[TASK DATA Boundary: Start]

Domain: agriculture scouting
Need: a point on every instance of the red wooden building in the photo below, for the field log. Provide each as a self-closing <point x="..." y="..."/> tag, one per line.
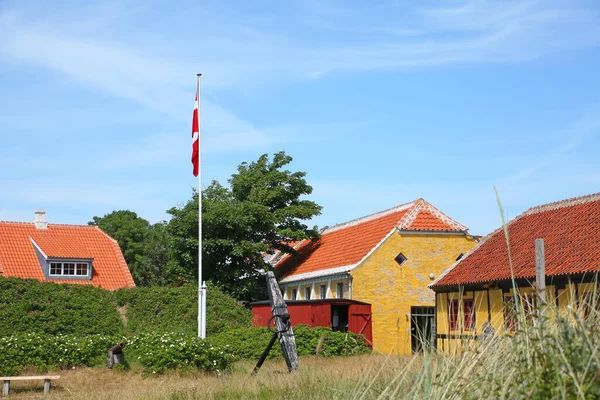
<point x="337" y="314"/>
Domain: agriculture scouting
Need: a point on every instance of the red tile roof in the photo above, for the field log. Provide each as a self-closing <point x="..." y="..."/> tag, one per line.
<point x="18" y="257"/>
<point x="571" y="233"/>
<point x="349" y="243"/>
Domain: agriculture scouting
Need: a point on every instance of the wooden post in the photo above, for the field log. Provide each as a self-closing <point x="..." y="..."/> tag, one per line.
<point x="282" y="323"/>
<point x="115" y="355"/>
<point x="540" y="274"/>
<point x="46" y="385"/>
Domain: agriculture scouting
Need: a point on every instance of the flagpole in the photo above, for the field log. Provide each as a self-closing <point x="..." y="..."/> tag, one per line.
<point x="201" y="284"/>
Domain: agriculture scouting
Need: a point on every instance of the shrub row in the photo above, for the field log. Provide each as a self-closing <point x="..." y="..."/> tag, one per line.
<point x="30" y="306"/>
<point x="158" y="352"/>
<point x="175" y="309"/>
<point x="155" y="352"/>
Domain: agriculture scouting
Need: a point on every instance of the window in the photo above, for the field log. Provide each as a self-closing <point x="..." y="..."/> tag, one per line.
<point x="400" y="259"/>
<point x="82" y="269"/>
<point x="590" y="304"/>
<point x="323" y="291"/>
<point x="469" y="314"/>
<point x="510" y="320"/>
<point x="78" y="269"/>
<point x="339" y="290"/>
<point x="453" y="314"/>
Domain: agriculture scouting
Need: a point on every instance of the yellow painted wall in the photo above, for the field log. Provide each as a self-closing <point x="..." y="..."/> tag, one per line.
<point x="452" y="341"/>
<point x="333" y="289"/>
<point x="392" y="289"/>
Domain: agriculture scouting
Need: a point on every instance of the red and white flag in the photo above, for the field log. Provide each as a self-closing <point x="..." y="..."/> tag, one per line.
<point x="196" y="137"/>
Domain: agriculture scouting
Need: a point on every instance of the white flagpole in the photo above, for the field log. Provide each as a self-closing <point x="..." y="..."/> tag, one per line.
<point x="201" y="284"/>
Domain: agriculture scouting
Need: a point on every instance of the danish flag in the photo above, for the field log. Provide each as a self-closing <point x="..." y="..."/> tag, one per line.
<point x="196" y="137"/>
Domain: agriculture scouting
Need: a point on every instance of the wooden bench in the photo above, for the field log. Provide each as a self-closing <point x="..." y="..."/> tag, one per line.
<point x="7" y="379"/>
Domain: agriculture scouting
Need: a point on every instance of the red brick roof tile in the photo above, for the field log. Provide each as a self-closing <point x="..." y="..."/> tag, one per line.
<point x="571" y="233"/>
<point x="18" y="257"/>
<point x="347" y="244"/>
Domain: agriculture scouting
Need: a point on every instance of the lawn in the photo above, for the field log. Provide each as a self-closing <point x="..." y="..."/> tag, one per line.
<point x="338" y="377"/>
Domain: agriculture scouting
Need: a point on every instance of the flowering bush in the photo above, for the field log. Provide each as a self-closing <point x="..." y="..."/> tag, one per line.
<point x="45" y="351"/>
<point x="155" y="352"/>
<point x="159" y="352"/>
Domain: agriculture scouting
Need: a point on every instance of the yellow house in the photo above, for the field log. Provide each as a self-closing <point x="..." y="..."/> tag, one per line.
<point x="475" y="296"/>
<point x="386" y="259"/>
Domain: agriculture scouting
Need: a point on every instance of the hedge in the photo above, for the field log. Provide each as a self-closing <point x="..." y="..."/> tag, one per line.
<point x="175" y="309"/>
<point x="30" y="306"/>
<point x="155" y="352"/>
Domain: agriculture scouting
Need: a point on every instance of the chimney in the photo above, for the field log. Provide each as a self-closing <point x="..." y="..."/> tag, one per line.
<point x="40" y="219"/>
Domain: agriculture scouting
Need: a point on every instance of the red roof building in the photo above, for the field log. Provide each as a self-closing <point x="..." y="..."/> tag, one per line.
<point x="78" y="254"/>
<point x="385" y="260"/>
<point x="571" y="232"/>
<point x="342" y="247"/>
<point x="476" y="295"/>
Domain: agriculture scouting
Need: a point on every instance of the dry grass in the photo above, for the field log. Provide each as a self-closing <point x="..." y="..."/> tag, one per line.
<point x="338" y="377"/>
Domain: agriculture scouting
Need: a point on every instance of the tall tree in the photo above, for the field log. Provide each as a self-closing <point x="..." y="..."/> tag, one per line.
<point x="261" y="211"/>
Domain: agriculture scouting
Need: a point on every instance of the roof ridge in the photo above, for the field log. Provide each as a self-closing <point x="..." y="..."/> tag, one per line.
<point x="573" y="201"/>
<point x="424" y="205"/>
<point x="367" y="218"/>
<point x="410" y="217"/>
<point x="467" y="254"/>
<point x="49" y="224"/>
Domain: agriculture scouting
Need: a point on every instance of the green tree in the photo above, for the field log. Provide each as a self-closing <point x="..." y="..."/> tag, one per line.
<point x="261" y="211"/>
<point x="144" y="246"/>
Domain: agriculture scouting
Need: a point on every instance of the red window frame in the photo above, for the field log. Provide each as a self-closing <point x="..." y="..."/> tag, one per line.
<point x="510" y="321"/>
<point x="469" y="314"/>
<point x="453" y="314"/>
<point x="590" y="302"/>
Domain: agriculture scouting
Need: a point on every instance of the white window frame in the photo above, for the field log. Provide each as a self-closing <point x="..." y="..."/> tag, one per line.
<point x="76" y="264"/>
<point x="322" y="292"/>
<point x="339" y="293"/>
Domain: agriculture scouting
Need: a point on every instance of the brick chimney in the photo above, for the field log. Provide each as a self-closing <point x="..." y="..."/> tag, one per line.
<point x="40" y="219"/>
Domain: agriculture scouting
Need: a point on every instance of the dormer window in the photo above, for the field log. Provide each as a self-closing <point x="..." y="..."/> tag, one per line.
<point x="400" y="259"/>
<point x="69" y="269"/>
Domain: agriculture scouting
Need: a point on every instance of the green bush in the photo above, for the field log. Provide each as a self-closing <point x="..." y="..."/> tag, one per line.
<point x="159" y="352"/>
<point x="30" y="306"/>
<point x="175" y="309"/>
<point x="46" y="351"/>
<point x="155" y="352"/>
<point x="250" y="343"/>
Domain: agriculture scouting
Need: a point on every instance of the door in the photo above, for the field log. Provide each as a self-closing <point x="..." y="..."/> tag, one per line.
<point x="421" y="328"/>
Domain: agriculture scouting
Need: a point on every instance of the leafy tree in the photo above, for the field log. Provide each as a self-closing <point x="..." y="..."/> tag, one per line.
<point x="261" y="211"/>
<point x="144" y="246"/>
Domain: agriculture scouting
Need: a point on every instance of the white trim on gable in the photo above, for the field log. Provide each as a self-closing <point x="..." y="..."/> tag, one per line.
<point x="368" y="218"/>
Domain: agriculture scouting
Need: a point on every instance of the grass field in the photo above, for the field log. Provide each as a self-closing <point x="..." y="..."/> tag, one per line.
<point x="318" y="378"/>
<point x="555" y="358"/>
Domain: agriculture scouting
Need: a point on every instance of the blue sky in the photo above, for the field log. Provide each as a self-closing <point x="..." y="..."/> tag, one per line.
<point x="379" y="102"/>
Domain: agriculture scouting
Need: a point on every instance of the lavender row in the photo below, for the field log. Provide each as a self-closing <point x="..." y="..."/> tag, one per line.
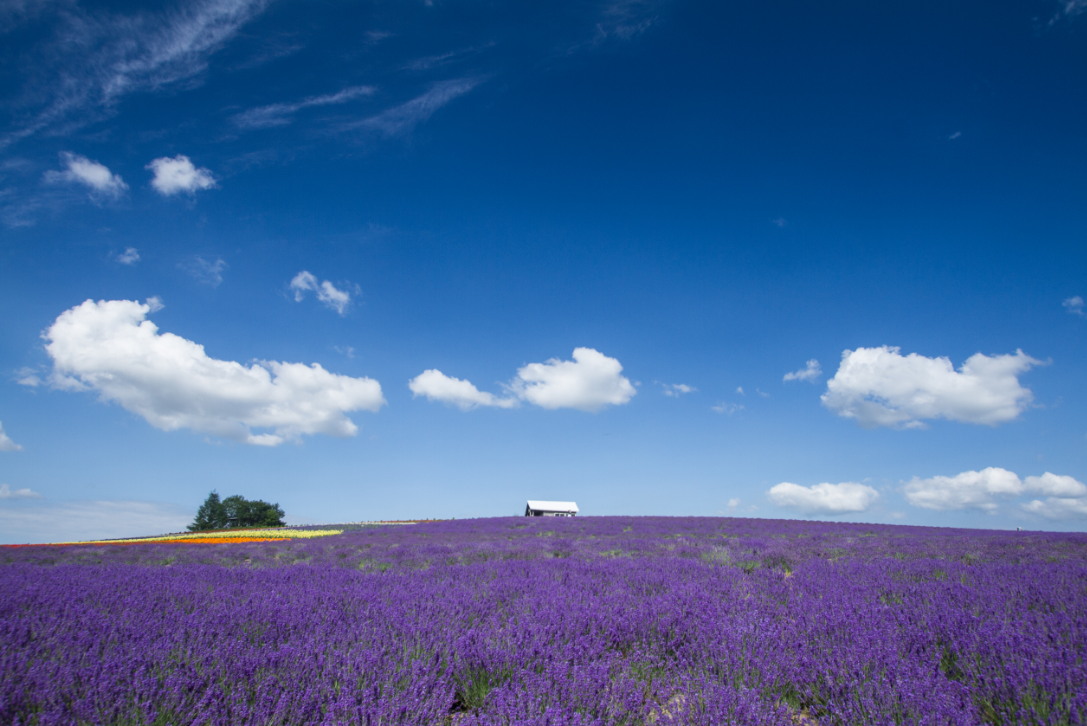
<point x="741" y="542"/>
<point x="507" y="622"/>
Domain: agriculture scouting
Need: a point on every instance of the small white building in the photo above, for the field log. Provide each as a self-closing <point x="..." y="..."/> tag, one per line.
<point x="550" y="509"/>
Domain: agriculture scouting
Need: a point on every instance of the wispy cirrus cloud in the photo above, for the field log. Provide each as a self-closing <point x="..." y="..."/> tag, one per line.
<point x="327" y="293"/>
<point x="7" y="443"/>
<point x="282" y="114"/>
<point x="205" y="272"/>
<point x="402" y="119"/>
<point x="94" y="59"/>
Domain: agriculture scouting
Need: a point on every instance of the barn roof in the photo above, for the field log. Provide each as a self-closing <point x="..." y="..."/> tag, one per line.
<point x="552" y="507"/>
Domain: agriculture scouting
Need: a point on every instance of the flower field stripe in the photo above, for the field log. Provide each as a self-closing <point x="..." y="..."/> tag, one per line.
<point x="239" y="535"/>
<point x="589" y="622"/>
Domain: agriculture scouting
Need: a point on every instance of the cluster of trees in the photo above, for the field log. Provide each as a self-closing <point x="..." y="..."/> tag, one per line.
<point x="236" y="512"/>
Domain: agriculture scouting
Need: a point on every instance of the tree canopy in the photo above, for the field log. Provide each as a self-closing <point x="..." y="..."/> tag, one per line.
<point x="236" y="512"/>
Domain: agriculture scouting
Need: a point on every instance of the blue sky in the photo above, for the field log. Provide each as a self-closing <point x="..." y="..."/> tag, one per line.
<point x="434" y="259"/>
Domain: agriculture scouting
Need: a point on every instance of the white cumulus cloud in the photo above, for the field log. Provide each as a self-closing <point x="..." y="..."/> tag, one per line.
<point x="178" y="175"/>
<point x="588" y="383"/>
<point x="810" y="372"/>
<point x="1054" y="486"/>
<point x="172" y="383"/>
<point x="8" y="492"/>
<point x="882" y="387"/>
<point x="824" y="498"/>
<point x="965" y="490"/>
<point x="1058" y="508"/>
<point x="79" y="521"/>
<point x="675" y="390"/>
<point x="437" y="386"/>
<point x="7" y="443"/>
<point x="327" y="292"/>
<point x="98" y="177"/>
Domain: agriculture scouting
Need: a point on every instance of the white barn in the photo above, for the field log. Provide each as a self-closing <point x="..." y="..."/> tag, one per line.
<point x="550" y="509"/>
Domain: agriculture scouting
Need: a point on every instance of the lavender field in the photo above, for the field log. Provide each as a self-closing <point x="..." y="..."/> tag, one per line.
<point x="532" y="621"/>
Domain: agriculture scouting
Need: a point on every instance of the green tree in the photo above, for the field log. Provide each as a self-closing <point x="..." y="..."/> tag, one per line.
<point x="244" y="513"/>
<point x="236" y="512"/>
<point x="211" y="514"/>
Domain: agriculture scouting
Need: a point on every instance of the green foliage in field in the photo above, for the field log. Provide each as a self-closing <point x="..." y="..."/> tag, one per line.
<point x="236" y="512"/>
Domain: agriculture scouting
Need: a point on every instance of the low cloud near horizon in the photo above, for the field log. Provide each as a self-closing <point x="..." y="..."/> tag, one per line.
<point x="881" y="387"/>
<point x="111" y="348"/>
<point x="589" y="383"/>
<point x="42" y="522"/>
<point x="984" y="490"/>
<point x="844" y="498"/>
<point x="7" y="443"/>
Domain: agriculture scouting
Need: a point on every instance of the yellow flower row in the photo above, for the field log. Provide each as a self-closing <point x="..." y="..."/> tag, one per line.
<point x="236" y="534"/>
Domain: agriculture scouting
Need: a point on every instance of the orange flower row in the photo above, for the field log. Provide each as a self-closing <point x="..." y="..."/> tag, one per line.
<point x="191" y="540"/>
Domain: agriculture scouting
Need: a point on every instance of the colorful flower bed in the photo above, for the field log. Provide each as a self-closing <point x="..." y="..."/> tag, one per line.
<point x="532" y="621"/>
<point x="211" y="537"/>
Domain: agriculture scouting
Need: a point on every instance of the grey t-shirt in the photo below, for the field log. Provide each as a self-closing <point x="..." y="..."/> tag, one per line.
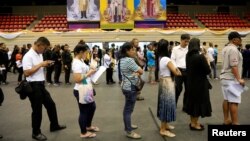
<point x="128" y="67"/>
<point x="231" y="58"/>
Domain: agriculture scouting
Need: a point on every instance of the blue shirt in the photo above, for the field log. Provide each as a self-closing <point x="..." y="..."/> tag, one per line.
<point x="151" y="58"/>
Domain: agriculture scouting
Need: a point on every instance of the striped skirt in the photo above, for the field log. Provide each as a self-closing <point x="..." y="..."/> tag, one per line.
<point x="166" y="109"/>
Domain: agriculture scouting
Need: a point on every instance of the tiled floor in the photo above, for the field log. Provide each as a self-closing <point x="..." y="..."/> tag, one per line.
<point x="15" y="114"/>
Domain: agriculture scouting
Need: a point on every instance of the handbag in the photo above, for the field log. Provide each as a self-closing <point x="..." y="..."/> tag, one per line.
<point x="139" y="84"/>
<point x="23" y="89"/>
<point x="86" y="93"/>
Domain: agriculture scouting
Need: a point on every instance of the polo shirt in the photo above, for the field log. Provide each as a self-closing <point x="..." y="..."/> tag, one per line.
<point x="231" y="58"/>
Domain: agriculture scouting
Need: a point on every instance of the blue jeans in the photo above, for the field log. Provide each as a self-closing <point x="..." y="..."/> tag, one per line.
<point x="130" y="99"/>
<point x="86" y="115"/>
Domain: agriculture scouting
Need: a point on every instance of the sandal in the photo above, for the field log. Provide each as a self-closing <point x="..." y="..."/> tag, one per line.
<point x="134" y="126"/>
<point x="170" y="127"/>
<point x="167" y="133"/>
<point x="93" y="129"/>
<point x="133" y="135"/>
<point x="88" y="135"/>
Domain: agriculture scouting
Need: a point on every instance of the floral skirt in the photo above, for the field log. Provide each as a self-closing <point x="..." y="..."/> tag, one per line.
<point x="166" y="109"/>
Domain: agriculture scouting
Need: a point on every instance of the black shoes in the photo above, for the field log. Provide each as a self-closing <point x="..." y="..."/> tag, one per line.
<point x="59" y="127"/>
<point x="39" y="137"/>
<point x="197" y="129"/>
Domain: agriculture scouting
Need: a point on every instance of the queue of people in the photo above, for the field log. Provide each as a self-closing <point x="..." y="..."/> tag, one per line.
<point x="186" y="63"/>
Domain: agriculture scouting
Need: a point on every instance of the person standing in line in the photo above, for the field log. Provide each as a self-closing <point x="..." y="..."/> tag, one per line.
<point x="151" y="63"/>
<point x="81" y="74"/>
<point x="19" y="57"/>
<point x="33" y="66"/>
<point x="83" y="5"/>
<point x="1" y="101"/>
<point x="179" y="58"/>
<point x="198" y="99"/>
<point x="130" y="72"/>
<point x="231" y="74"/>
<point x="67" y="60"/>
<point x="109" y="65"/>
<point x="47" y="55"/>
<point x="57" y="58"/>
<point x="166" y="108"/>
<point x="4" y="61"/>
<point x="145" y="56"/>
<point x="210" y="53"/>
<point x="135" y="43"/>
<point x="246" y="62"/>
<point x="215" y="54"/>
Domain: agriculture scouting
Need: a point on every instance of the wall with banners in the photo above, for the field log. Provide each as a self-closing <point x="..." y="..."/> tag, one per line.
<point x="98" y="35"/>
<point x="150" y="10"/>
<point x="117" y="14"/>
<point x="83" y="10"/>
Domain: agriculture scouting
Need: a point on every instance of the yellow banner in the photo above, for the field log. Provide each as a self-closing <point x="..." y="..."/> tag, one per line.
<point x="117" y="14"/>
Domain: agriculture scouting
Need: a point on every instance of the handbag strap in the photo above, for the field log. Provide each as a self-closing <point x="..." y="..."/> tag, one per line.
<point x="128" y="79"/>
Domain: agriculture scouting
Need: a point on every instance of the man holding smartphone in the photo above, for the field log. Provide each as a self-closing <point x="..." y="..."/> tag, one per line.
<point x="33" y="66"/>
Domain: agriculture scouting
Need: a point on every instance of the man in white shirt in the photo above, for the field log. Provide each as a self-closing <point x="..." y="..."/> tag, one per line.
<point x="33" y="66"/>
<point x="210" y="52"/>
<point x="231" y="74"/>
<point x="178" y="56"/>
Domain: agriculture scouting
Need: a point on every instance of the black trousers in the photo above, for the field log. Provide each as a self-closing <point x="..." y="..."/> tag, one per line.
<point x="67" y="73"/>
<point x="58" y="69"/>
<point x="179" y="80"/>
<point x="86" y="115"/>
<point x="49" y="71"/>
<point x="39" y="97"/>
<point x="109" y="75"/>
<point x="20" y="75"/>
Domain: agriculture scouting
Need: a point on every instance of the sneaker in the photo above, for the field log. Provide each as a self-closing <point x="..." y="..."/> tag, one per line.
<point x="56" y="84"/>
<point x="39" y="137"/>
<point x="139" y="98"/>
<point x="133" y="135"/>
<point x="134" y="126"/>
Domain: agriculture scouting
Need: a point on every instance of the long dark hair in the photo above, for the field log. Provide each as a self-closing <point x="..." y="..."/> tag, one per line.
<point x="163" y="48"/>
<point x="80" y="47"/>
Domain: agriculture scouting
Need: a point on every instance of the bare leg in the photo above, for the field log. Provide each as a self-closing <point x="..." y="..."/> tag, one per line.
<point x="225" y="107"/>
<point x="233" y="107"/>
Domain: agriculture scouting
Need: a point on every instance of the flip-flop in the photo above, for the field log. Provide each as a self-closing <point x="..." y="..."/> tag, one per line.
<point x="93" y="129"/>
<point x="89" y="135"/>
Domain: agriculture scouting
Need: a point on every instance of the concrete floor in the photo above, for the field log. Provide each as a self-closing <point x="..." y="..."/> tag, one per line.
<point x="15" y="114"/>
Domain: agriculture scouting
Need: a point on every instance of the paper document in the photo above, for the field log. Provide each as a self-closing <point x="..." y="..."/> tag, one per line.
<point x="98" y="74"/>
<point x="236" y="89"/>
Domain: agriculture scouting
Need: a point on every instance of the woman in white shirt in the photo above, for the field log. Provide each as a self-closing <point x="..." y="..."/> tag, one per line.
<point x="166" y="92"/>
<point x="81" y="74"/>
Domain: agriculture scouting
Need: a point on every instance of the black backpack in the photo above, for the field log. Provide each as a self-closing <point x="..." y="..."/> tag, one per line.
<point x="23" y="89"/>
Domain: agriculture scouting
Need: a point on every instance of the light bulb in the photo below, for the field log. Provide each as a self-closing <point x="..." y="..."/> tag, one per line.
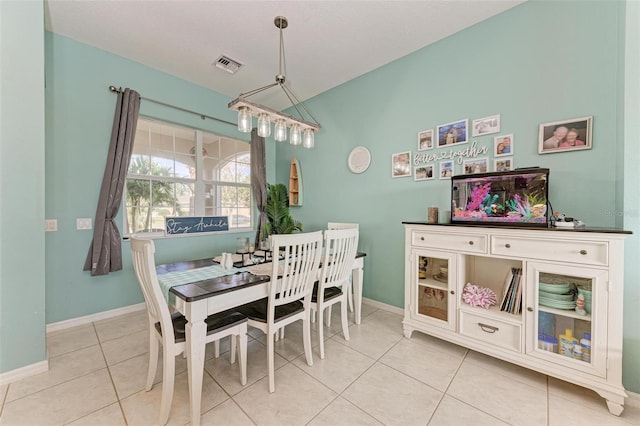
<point x="264" y="125"/>
<point x="294" y="135"/>
<point x="280" y="131"/>
<point x="244" y="120"/>
<point x="307" y="139"/>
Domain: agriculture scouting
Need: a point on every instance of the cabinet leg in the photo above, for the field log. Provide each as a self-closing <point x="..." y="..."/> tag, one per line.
<point x="615" y="408"/>
<point x="407" y="332"/>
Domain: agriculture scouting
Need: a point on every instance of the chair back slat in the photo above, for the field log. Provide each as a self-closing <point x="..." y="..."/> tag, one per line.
<point x="142" y="253"/>
<point x="299" y="267"/>
<point x="340" y="248"/>
<point x="342" y="225"/>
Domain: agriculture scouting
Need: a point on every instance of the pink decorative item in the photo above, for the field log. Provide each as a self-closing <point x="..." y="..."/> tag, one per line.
<point x="478" y="296"/>
<point x="478" y="194"/>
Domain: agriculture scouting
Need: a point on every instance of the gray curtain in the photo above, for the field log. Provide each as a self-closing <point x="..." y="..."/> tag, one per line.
<point x="259" y="179"/>
<point x="105" y="252"/>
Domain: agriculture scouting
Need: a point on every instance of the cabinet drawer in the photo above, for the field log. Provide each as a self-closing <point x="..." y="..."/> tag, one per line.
<point x="490" y="330"/>
<point x="587" y="252"/>
<point x="450" y="241"/>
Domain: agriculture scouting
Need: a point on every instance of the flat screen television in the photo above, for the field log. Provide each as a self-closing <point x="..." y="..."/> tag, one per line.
<point x="512" y="198"/>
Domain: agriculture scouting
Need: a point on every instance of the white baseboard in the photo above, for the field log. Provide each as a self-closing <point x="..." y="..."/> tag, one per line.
<point x="23" y="372"/>
<point x="633" y="399"/>
<point x="73" y="322"/>
<point x="383" y="306"/>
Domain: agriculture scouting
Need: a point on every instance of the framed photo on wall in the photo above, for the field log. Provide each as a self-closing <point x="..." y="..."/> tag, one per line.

[TASK DATA Boundary: End]

INSTRUCTIONS TO FOLLOW: Please set down, with no changes, the line that contains "Need: a point on every instance of the cabinet leg" and all the lines after it until the entries end; write nothing besides them.

WRITTEN SOLUTION:
Need: a point on every instance of the cabinet leg in the photo above, for the field log. Provide each as a self-closing <point x="..." y="..."/> tag, one per line.
<point x="615" y="408"/>
<point x="407" y="332"/>
Domain: agriculture scouting
Need: a point on every instance of the chair back slat in the photo above, for the field log. Provide each as a self-closing <point x="..." y="..."/> tag, one per line.
<point x="142" y="253"/>
<point x="299" y="267"/>
<point x="340" y="248"/>
<point x="342" y="225"/>
Domain: agriculture scouting
Need: a point on every instance of the pink decorative item in the photo above, for the field log. Provide each as a self-closing <point x="..." y="..."/> tag, one per line.
<point x="478" y="296"/>
<point x="478" y="194"/>
Domain: agriculture scouting
Need: a point on every instance of the gray curtain in the photo above, for the field log. Provide each as a self-closing <point x="..." y="..."/> tag, one per line.
<point x="259" y="179"/>
<point x="105" y="252"/>
Domain: agriculture scouting
Need: a point on every instance of the cabinet drawer in the photo above, for the field log. Provide each as a self-closing <point x="..." y="..."/> tag, one per line.
<point x="490" y="330"/>
<point x="587" y="252"/>
<point x="450" y="241"/>
Domain: agriculture scouting
Need: a point on every instance of the flat screen television in the photo above, for the field log. Provide each as a self-closing <point x="..." y="..."/> tag, one per line.
<point x="512" y="198"/>
Domain: agriculture scouting
Need: a point on every instance of the white baseboard in the photo above, for the field log. Provide each as a self-closing <point x="..." y="..."/> tag, one per line.
<point x="23" y="372"/>
<point x="633" y="399"/>
<point x="73" y="322"/>
<point x="383" y="306"/>
Domain: agriculture scouting
Need: a point on every instance of the framed photo on wall in the photo above, for the field log. Provide each as a self-closing <point x="..." y="..."/> tag, one per line.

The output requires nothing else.